**TASK OBJECTIVE**
Retype, word for word, every line of the records below starting at the one that contains "Target: roadside verge" and ending at the one that contains "Target: small outbuilding"; include both of those lines and nothing more.
BEGIN INPUT FOR THIS TASK
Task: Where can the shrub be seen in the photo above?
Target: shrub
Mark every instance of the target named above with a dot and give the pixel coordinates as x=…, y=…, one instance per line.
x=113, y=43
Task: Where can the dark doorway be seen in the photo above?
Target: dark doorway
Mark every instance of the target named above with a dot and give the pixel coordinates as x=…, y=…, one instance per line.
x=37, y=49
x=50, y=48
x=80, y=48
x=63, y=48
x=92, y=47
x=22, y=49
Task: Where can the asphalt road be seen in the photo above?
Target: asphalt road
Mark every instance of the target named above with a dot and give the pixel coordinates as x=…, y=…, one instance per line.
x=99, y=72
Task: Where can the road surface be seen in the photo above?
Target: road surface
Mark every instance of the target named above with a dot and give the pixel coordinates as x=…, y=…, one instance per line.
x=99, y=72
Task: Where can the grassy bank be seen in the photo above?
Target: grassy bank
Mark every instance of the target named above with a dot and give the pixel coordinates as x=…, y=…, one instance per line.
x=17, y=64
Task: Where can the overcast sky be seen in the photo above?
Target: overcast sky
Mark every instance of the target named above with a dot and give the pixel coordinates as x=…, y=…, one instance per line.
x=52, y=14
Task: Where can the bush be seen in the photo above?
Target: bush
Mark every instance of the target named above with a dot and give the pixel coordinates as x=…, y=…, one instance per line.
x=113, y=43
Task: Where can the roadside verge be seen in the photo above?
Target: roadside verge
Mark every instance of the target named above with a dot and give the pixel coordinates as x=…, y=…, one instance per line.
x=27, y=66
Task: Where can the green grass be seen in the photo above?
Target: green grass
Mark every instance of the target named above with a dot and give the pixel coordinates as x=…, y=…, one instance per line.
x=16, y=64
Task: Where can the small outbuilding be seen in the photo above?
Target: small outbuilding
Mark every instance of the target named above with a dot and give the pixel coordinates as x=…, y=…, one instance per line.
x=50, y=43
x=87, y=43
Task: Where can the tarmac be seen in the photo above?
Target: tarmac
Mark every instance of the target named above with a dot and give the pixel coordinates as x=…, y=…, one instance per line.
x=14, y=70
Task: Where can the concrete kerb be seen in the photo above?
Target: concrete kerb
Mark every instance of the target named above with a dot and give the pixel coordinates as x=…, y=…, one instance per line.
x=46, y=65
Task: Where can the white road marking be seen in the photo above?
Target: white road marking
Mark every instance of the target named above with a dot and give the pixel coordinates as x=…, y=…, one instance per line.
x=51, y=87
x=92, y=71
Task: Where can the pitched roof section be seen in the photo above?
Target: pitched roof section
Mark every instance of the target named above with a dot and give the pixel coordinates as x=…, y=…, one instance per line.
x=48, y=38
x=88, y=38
END INPUT FOR THIS TASK
BEGIN INPUT FOR THIS TASK
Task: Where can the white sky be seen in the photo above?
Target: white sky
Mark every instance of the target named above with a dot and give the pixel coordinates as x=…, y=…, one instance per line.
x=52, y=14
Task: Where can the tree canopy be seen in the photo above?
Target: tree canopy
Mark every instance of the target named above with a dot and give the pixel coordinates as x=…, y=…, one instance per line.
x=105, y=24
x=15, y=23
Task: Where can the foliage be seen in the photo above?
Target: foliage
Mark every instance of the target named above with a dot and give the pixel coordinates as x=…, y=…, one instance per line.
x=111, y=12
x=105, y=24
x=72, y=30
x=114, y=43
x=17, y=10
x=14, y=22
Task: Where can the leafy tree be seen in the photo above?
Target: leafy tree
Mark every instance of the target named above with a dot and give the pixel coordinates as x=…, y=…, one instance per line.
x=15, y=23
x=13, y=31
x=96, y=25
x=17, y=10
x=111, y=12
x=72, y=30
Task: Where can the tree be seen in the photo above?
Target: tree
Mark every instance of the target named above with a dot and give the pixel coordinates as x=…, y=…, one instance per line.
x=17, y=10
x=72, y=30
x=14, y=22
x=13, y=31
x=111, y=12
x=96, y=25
END INPUT FOR THIS TASK
**RESULT OF THE TASK**
Target: roadside verge
Mark every instance of the target named above with a dot and give the pixel coordinates as x=…, y=…, one instance per line.
x=27, y=66
Task: Where can the green grass be seen in the photo above?
Target: green grass
Mark every instance of the target named above with a dot and give the pixel coordinates as x=…, y=…, one instance per line.
x=16, y=64
Task: Where can the small outbuilding be seen in the photo above?
Target: small outbuilding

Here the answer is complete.